Transforme todas as linhas dos registros abaixo em uma lista numerada, pulando as linhas em branco. Deixe as imagens fora da resposta.

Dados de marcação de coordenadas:
• • • • •

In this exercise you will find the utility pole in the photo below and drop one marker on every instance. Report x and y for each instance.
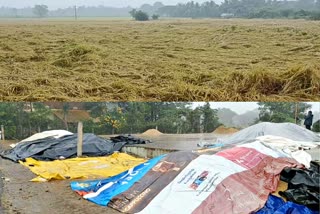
(2, 132)
(296, 113)
(80, 139)
(75, 13)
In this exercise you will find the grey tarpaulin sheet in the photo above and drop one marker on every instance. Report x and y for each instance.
(51, 148)
(287, 130)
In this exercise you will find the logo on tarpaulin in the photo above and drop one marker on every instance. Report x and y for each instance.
(200, 178)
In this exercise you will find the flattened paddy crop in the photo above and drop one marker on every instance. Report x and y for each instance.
(168, 60)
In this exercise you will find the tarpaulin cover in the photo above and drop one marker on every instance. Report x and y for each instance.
(145, 189)
(236, 180)
(65, 147)
(286, 130)
(76, 168)
(102, 191)
(276, 205)
(303, 186)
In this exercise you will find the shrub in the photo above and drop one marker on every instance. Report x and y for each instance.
(139, 15)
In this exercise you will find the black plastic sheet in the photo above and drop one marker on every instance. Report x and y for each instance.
(66, 147)
(303, 186)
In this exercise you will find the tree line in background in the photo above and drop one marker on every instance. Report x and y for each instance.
(24, 119)
(307, 9)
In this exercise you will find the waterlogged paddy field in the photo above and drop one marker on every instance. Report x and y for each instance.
(168, 60)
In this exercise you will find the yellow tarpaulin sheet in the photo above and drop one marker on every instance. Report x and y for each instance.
(78, 168)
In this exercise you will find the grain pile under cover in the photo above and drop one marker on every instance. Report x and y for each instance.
(225, 130)
(167, 60)
(152, 133)
(286, 130)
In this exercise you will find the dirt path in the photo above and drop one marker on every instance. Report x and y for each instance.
(19, 195)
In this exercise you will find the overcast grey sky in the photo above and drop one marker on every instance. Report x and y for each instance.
(242, 107)
(54, 4)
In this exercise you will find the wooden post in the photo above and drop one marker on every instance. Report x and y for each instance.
(75, 13)
(80, 138)
(296, 113)
(2, 132)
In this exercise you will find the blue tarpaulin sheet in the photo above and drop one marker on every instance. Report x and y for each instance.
(276, 205)
(102, 191)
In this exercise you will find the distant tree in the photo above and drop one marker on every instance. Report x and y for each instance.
(139, 15)
(40, 10)
(280, 112)
(316, 126)
(210, 119)
(155, 17)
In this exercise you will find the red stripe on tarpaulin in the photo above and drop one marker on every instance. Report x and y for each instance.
(245, 157)
(143, 191)
(247, 191)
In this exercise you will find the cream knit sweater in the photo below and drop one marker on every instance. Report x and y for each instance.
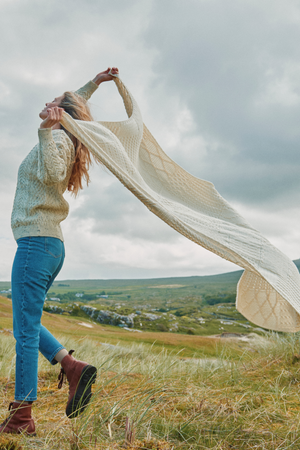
(269, 289)
(43, 177)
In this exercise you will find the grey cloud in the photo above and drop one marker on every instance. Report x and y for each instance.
(114, 210)
(220, 58)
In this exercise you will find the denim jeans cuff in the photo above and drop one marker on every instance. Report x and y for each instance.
(51, 359)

• • • • •

Resposta escrita:
1. In this exercise you will find the utility pole in the photo below and drop one marker on every instance. Report x and y for each instance.
2. (2, 132)
3. (296, 113)
4. (80, 139)
5. (75, 13)
6. In this exercise you will find the grey tarpaulin sheet in the photo above and drop one marker on every instance. Report x and y for each instance.
7. (51, 148)
8. (287, 130)
9. In this exercise you will find the logo on tarpaulin in the photo above and drop one marker on every instance. Report x and y for each instance.
10. (200, 178)
11. In this exercise you will find the flattened paddy crop in the photo above and drop one marker on every instance. Report x and y for each instance.
12. (168, 60)
13. In this exercise you will find the tarpaulin cover in the photo above and drop one marker on every instance. Report x and y for each instance.
14. (145, 189)
15. (236, 180)
16. (65, 147)
17. (286, 130)
18. (76, 168)
19. (102, 191)
20. (276, 205)
21. (303, 186)
22. In this exercise you will find the shrub in the photo above and drop one marker on every instance. Report x and y for each instance.
23. (139, 15)
24. In this exercise you will find the black plastic sheet in the photo above and drop one marker on every instance. Report x and y for each instance.
25. (66, 147)
26. (303, 186)
27. In this exercise you will find the tree line in background in the photo above and drop one marker on every instance. Report x and y for each instance.
28. (24, 119)
29. (307, 9)
30. In this exercise you will find the waterlogged paddy field in the photo above and drop one marker on every instance. Report x and y for each instance.
31. (168, 60)
32. In this exercise you will find the yellow tarpaulin sheet in the photo above and drop one marker on every instance. Report x and y for each instance.
33. (78, 168)
34. In this exercise you will find the grain pile under cover in the photo above and drop one marker on every instance. Report x and y for each instance.
35. (225, 130)
36. (167, 60)
37. (152, 133)
38. (286, 130)
39. In this exercise you will find the dirt path in the photo above and drop one marker on every instance. Report x and y for each instance.
40. (19, 195)
41. In this exercise you will find the overcast grey sky in the photo above and drop one marker on every instance. Report x and y for each instance.
42. (242, 107)
43. (54, 4)
44. In this exercise you will find the wooden post in the photo above and drop one marker on every instance. Report x and y for each instance.
45. (75, 13)
46. (80, 138)
47. (296, 113)
48. (2, 132)
49. In this exercise you will find the blue tarpaulin sheet in the photo above and drop one marker on every instance. Report x and y for each instance.
50. (276, 205)
51. (102, 191)
52. In this exercise you will find the distant tree in the photo above and drop one marker on every instance. Report x and y for each instance.
53. (139, 15)
54. (40, 10)
55. (280, 112)
56. (316, 126)
57. (210, 119)
58. (155, 17)
59. In this exercise you will find the red stripe on tarpaulin in the photo above and drop one marker on every instance. Report x and y for each instance.
60. (245, 157)
61. (143, 191)
62. (247, 191)
63. In this exercise you will find the cream knit sweater in the photo below and drop one marker on every instance. Report x and y for each instance.
64. (269, 289)
65. (43, 177)
66. In this exercise you will find the grey cloud in the photo above and drop one marker on every instance. Report x and y for each instance.
67. (114, 210)
68. (220, 58)
69. In this exercise you will find the denim jeans cuff in the photo above and drop one marker on every instance. Report x and y for each instance.
70. (51, 359)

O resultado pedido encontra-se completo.